[Point placement records]
------

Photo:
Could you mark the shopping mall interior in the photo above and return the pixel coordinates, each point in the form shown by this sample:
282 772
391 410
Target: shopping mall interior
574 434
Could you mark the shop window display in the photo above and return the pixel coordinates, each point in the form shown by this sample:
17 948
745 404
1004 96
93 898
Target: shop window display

------

Lay out every line of the records above as a numbered list, leaving out any blank lines.

1. Photo:
2. Could you mark the shopping mall interior in the photo above and return the pixel coordinates, each point in the form shown by this sample:
3. 282 772
4. 391 410
5. Target: shopping mall interior
6. 574 434
7. Could you mark the shop window display in the photo above and return the pixel coordinates, each point in the form shown by this sample:
8. 17 948
9. 745 404
10. 1004 96
11. 93 898
12. Target: shop window display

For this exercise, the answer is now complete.